REQUEST. Please find each line in the data below that contains the string "covered", and copy those lines.

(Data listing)

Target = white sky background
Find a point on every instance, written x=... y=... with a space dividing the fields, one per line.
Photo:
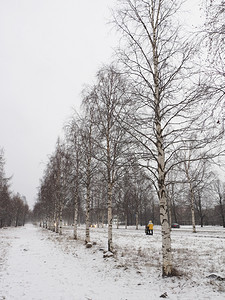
x=48 y=50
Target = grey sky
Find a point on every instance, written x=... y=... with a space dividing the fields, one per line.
x=48 y=50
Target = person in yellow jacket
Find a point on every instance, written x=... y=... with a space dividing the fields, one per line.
x=150 y=228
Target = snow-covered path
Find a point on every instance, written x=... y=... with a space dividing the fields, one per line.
x=37 y=264
x=32 y=268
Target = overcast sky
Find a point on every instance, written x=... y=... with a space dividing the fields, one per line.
x=48 y=50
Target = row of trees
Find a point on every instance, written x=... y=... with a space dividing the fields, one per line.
x=13 y=207
x=151 y=127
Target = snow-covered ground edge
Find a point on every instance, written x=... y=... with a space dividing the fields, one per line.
x=135 y=270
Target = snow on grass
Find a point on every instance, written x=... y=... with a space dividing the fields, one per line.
x=38 y=264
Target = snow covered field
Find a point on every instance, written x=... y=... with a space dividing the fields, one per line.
x=39 y=264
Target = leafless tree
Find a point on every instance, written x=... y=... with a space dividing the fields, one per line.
x=107 y=99
x=157 y=54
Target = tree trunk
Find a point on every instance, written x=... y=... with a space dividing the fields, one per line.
x=60 y=218
x=75 y=216
x=110 y=244
x=136 y=217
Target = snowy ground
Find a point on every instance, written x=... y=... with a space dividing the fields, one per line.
x=38 y=264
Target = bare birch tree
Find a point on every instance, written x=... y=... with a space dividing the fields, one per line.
x=107 y=99
x=156 y=54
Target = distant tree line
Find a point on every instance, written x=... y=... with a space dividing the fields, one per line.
x=13 y=207
x=150 y=131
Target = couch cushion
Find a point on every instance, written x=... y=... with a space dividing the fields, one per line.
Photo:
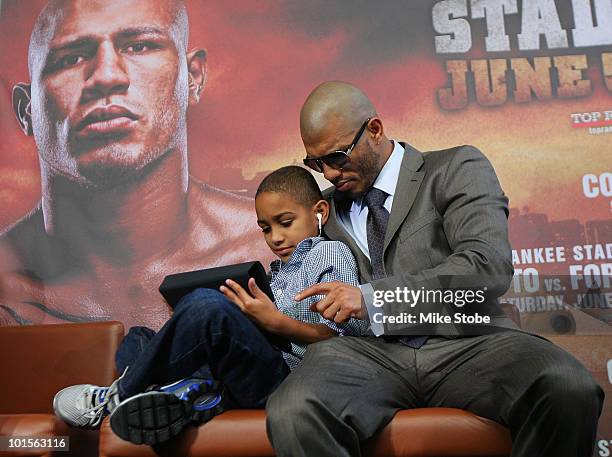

RESPONSE BELOW.
Target = snow-covered path
Target = snow-covered ground edge
Target = snow covered field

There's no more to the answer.